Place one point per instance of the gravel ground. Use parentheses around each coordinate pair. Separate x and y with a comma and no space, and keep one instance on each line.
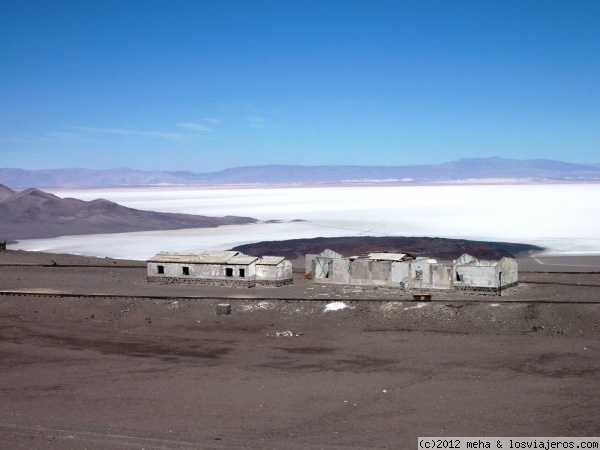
(326,372)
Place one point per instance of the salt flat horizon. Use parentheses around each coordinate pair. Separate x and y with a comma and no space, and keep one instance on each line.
(564,218)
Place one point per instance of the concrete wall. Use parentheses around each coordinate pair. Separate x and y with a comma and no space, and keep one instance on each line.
(476,276)
(269,275)
(309,262)
(422,274)
(200,271)
(400,274)
(510,271)
(441,276)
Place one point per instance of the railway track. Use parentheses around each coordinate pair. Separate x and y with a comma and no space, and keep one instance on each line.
(489,299)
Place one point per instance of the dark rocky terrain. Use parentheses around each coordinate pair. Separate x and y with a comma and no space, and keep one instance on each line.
(161,370)
(439,248)
(32,213)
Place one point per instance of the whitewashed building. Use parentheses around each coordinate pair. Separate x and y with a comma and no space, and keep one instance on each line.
(413,273)
(223,268)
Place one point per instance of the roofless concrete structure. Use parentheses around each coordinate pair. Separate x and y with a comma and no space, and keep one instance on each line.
(408,272)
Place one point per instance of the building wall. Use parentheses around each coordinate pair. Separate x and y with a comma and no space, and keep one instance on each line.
(309,262)
(340,271)
(510,271)
(274,275)
(200,273)
(476,276)
(360,272)
(423,274)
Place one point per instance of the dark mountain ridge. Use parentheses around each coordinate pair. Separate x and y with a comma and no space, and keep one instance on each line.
(440,248)
(32,213)
(535,170)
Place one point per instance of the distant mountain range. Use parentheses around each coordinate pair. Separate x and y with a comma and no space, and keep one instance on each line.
(463,170)
(32,213)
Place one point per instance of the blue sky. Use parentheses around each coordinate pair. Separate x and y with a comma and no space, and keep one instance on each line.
(203,86)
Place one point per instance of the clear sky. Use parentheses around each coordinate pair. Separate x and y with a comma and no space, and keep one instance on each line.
(206,85)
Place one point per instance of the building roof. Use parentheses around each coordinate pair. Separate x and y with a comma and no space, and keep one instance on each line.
(270,260)
(216,257)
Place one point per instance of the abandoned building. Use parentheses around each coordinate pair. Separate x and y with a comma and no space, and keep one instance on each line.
(413,273)
(223,268)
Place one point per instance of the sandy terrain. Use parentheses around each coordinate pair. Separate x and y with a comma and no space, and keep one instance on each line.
(121,372)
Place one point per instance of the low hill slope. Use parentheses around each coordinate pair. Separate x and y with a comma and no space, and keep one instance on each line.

**To be done**
Restate the data above word for word. Skip every picture.

**Exercise solution**
Place one point per instance of the gravel ground. Use parentheses around each coordinate pair. Separate x and y with a comma and no space, and keep one instance on each line.
(326,372)
Place one point per instance of the salt flat horizon. Use parentheses around each coordinate pair. Separate x and y with a comma and no space, and keep one instance on each line.
(564,218)
Place one point per instance of the concrete wall. Use parentheses around each coordinate pair. Separate x and y with a comma and no space, and keep one instance on each line.
(476,276)
(269,275)
(309,262)
(422,274)
(200,271)
(400,274)
(510,271)
(441,276)
Place one point per instance of the railway track. Use parentheses around each coordinate pair. Separate x and y with a comma and no space, and keep one instance on each line.
(489,299)
Place one point per instance of the dark rocky terrain. Use parentheses around each coordinate pair. Separate x and y with a comma and no space, and keep one instance on each line.
(161,370)
(439,248)
(32,213)
Place one point per instance of the whitewashed building. Use parentheses around each coordinate pair. Separate x and y with a comma and no space, and keep one instance on each line.
(413,273)
(223,268)
Place one point per instance of the roofless concrete structure. Use parentheses around each coordinate pair. Separate x and y with a comma and no space, and keep one instance on each line.
(408,272)
Place one point per instance of the building wall. Use parentheses around each coordinate pair. Separate x and y with a comma and no space, and keep one instance on each line.
(309,262)
(340,271)
(510,271)
(274,275)
(200,273)
(476,276)
(360,272)
(423,274)
Place one point per instance of the dark mountain ridge. Use parentheses around each coordinate pair. Separate x and y with a comma and no space, and keep one instance on each line.
(440,248)
(32,213)
(535,170)
Place one point per instance of the distant mountain range. Use parentheses around each coordinate pair. Separate x and y with a comma and no space, and keep one instance on each line.
(463,170)
(32,213)
Place one point per instance of the blue sky. Use parentheses around each coordinate pair. Separate x and y with a comma and no space, and keep one instance on each line.
(203,86)
Place one point per instance of the clear sky. Use parentheses around each coordinate pair. Separate x and y with a comma and no space, and keep one instance on each line.
(206,85)
Place one point per instance of the building roof. Use parentheses around each coordinate pair. Separate x and y with a comma and no space, and keep one instance on each line.
(270,260)
(216,257)
Place one point per instance of the abandoned building. Use parentheses around each coordinate pair. Separate x and y with a comma and no space, and keep one instance on each line.
(413,273)
(223,268)
Place one point per instance of the sandy terrain. Use parentheses around each coordinate pair. Separate x and y with a comma and no space, and keep one instance on each line.
(121,372)
Place one point per instance of the low hill slope. Use parentheses around each coordinate pair. Separate x and y with a comma and no space, and keep one instance on each line.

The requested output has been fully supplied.